Below is the data. Give it again, complete and exact.
--- Begin Data listing ---
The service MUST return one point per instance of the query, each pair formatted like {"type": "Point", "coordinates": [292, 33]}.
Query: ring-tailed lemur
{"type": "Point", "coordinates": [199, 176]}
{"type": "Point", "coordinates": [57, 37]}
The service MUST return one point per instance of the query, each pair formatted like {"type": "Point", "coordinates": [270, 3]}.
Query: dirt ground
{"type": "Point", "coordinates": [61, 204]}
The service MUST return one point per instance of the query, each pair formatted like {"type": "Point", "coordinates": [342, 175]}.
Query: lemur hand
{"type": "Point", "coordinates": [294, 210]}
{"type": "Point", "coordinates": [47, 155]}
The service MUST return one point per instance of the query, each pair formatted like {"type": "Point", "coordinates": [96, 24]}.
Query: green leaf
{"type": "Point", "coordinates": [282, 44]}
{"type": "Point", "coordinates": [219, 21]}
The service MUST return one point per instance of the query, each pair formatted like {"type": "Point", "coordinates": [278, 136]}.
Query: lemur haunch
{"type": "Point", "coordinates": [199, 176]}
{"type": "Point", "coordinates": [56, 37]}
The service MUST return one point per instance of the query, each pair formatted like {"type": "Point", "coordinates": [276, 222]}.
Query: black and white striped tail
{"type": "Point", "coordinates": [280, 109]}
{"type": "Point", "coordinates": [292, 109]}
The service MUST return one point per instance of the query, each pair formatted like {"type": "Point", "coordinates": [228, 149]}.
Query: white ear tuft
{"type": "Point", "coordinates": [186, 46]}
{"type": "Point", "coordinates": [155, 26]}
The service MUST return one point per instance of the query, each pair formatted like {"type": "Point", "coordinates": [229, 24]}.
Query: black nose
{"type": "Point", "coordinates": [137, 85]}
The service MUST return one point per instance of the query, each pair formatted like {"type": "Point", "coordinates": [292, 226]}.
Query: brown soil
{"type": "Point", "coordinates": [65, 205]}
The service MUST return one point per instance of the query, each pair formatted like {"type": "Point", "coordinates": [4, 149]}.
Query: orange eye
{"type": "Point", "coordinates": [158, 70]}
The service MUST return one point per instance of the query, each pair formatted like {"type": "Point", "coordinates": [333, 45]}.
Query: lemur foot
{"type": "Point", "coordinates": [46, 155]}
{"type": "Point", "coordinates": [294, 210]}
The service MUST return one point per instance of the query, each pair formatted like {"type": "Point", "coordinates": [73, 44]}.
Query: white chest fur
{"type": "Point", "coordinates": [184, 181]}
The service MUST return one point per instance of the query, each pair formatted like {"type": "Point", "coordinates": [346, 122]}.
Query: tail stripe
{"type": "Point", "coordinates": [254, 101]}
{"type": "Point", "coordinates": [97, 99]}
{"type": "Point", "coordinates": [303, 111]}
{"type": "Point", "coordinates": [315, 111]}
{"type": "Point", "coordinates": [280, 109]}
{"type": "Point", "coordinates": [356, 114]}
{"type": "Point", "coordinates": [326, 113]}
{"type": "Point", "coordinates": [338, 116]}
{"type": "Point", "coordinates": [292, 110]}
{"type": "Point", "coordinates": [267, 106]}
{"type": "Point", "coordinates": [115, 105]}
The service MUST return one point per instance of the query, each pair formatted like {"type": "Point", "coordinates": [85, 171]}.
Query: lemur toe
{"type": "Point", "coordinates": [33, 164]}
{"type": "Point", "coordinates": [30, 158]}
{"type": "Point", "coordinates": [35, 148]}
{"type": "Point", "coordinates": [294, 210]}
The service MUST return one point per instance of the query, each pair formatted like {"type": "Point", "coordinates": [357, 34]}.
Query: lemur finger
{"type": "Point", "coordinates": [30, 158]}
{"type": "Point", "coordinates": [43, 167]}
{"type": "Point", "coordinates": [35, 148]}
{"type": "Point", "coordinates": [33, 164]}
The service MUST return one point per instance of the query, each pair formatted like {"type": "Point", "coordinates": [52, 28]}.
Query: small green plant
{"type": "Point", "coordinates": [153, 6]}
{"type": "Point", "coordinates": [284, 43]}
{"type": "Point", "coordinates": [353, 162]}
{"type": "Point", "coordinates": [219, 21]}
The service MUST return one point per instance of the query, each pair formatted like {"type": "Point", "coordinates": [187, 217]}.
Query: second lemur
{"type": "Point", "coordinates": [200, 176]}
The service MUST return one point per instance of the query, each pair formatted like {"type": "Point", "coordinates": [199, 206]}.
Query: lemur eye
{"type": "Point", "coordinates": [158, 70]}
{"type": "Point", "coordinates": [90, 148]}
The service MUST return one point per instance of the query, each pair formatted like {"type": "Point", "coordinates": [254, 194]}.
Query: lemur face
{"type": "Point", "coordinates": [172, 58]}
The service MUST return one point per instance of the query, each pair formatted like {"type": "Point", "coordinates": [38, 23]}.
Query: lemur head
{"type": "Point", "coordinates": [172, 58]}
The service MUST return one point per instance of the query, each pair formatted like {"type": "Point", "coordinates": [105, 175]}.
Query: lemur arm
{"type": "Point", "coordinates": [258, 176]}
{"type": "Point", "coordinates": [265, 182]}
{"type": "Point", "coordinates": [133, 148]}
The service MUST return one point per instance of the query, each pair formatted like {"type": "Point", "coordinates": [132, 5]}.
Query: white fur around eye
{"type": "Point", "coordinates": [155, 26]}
--- End Data listing ---
Solution for this exercise
The service MUST return one point per instance of the query, each pair formatted like {"type": "Point", "coordinates": [292, 33]}.
Query: ring-tailed lemur
{"type": "Point", "coordinates": [199, 176]}
{"type": "Point", "coordinates": [57, 37]}
The service MUST return one point per instance of the query, each pair formatted like {"type": "Point", "coordinates": [270, 3]}.
Query: dirt ground
{"type": "Point", "coordinates": [61, 204]}
The service MUST return one point per instance of the query, each pair formatted like {"type": "Point", "coordinates": [342, 175]}.
Query: lemur hand
{"type": "Point", "coordinates": [294, 210]}
{"type": "Point", "coordinates": [47, 155]}
The service MUST return one point per instance of the query, each pair formatted like {"type": "Point", "coordinates": [96, 24]}.
Query: green leaf
{"type": "Point", "coordinates": [282, 44]}
{"type": "Point", "coordinates": [219, 21]}
The service MUST return one point per instance of the query, each pair formatted like {"type": "Point", "coordinates": [278, 136]}.
Query: lemur haunch
{"type": "Point", "coordinates": [199, 176]}
{"type": "Point", "coordinates": [56, 37]}
The service MUST return one point per instance of the query, each pair formatted like {"type": "Point", "coordinates": [276, 222]}.
Query: black and white striped tail
{"type": "Point", "coordinates": [280, 109]}
{"type": "Point", "coordinates": [292, 109]}
The service MUST return one point per instance of the query, each pair formatted like {"type": "Point", "coordinates": [228, 149]}.
Query: white ear tuft
{"type": "Point", "coordinates": [186, 46]}
{"type": "Point", "coordinates": [155, 26]}
The service MUST return one point per instance of the query, each pair formatted like {"type": "Point", "coordinates": [229, 24]}.
Query: black nose
{"type": "Point", "coordinates": [137, 85]}
The service MUST return one point per instance of the query, each pair formatted like {"type": "Point", "coordinates": [292, 226]}.
Query: brown soil
{"type": "Point", "coordinates": [65, 205]}
The service MUST return one point per instance of the query, each pair formatted like {"type": "Point", "coordinates": [4, 149]}.
Query: orange eye
{"type": "Point", "coordinates": [158, 70]}
The service MUST return one point per instance of the query, each pair formatted like {"type": "Point", "coordinates": [333, 45]}.
Query: lemur foot
{"type": "Point", "coordinates": [46, 155]}
{"type": "Point", "coordinates": [294, 210]}
The service MUST return one point per instance of the query, each pair formatted like {"type": "Point", "coordinates": [73, 44]}.
Query: white chest fur
{"type": "Point", "coordinates": [184, 181]}
The service MUST return one point per instance of the query, each pair formatted like {"type": "Point", "coordinates": [346, 122]}.
Query: tail stripe
{"type": "Point", "coordinates": [254, 101]}
{"type": "Point", "coordinates": [97, 99]}
{"type": "Point", "coordinates": [303, 111]}
{"type": "Point", "coordinates": [315, 111]}
{"type": "Point", "coordinates": [280, 109]}
{"type": "Point", "coordinates": [356, 114]}
{"type": "Point", "coordinates": [326, 113]}
{"type": "Point", "coordinates": [338, 116]}
{"type": "Point", "coordinates": [292, 110]}
{"type": "Point", "coordinates": [267, 106]}
{"type": "Point", "coordinates": [115, 105]}
The service MUST return one point per instance of the query, each pair formatted like {"type": "Point", "coordinates": [85, 171]}.
Query: lemur toe
{"type": "Point", "coordinates": [33, 164]}
{"type": "Point", "coordinates": [30, 158]}
{"type": "Point", "coordinates": [35, 148]}
{"type": "Point", "coordinates": [294, 210]}
The service MUST return one point per instance of the query, each pair formatted like {"type": "Point", "coordinates": [357, 34]}.
Query: lemur finger
{"type": "Point", "coordinates": [30, 158]}
{"type": "Point", "coordinates": [43, 167]}
{"type": "Point", "coordinates": [35, 148]}
{"type": "Point", "coordinates": [33, 164]}
The service MUST return one point per instance of the query, each pair formatted like {"type": "Point", "coordinates": [52, 28]}.
Query: small green plant
{"type": "Point", "coordinates": [153, 6]}
{"type": "Point", "coordinates": [284, 43]}
{"type": "Point", "coordinates": [353, 162]}
{"type": "Point", "coordinates": [219, 21]}
The service MUST return one point per instance of the query, each pair formatted like {"type": "Point", "coordinates": [187, 217]}.
Query: second lemur
{"type": "Point", "coordinates": [200, 176]}
The service MUST return one point per instance of the query, each pair formatted like {"type": "Point", "coordinates": [199, 206]}.
Query: lemur eye
{"type": "Point", "coordinates": [158, 70]}
{"type": "Point", "coordinates": [90, 148]}
The service MUST return one point per instance of the query, each pair formatted like {"type": "Point", "coordinates": [254, 194]}.
Query: lemur face
{"type": "Point", "coordinates": [172, 58]}
The service MUST return one point per instance of the query, each pair formatted like {"type": "Point", "coordinates": [38, 23]}.
Query: lemur head
{"type": "Point", "coordinates": [172, 58]}
The service MUST return one point per instance of the query, each pair formatted like {"type": "Point", "coordinates": [105, 175]}.
Query: lemur arm
{"type": "Point", "coordinates": [258, 176]}
{"type": "Point", "coordinates": [265, 182]}
{"type": "Point", "coordinates": [133, 148]}
The service MUST return one point per instance of the query, each pair formatted like {"type": "Point", "coordinates": [132, 5]}.
Query: white fur around eye
{"type": "Point", "coordinates": [155, 26]}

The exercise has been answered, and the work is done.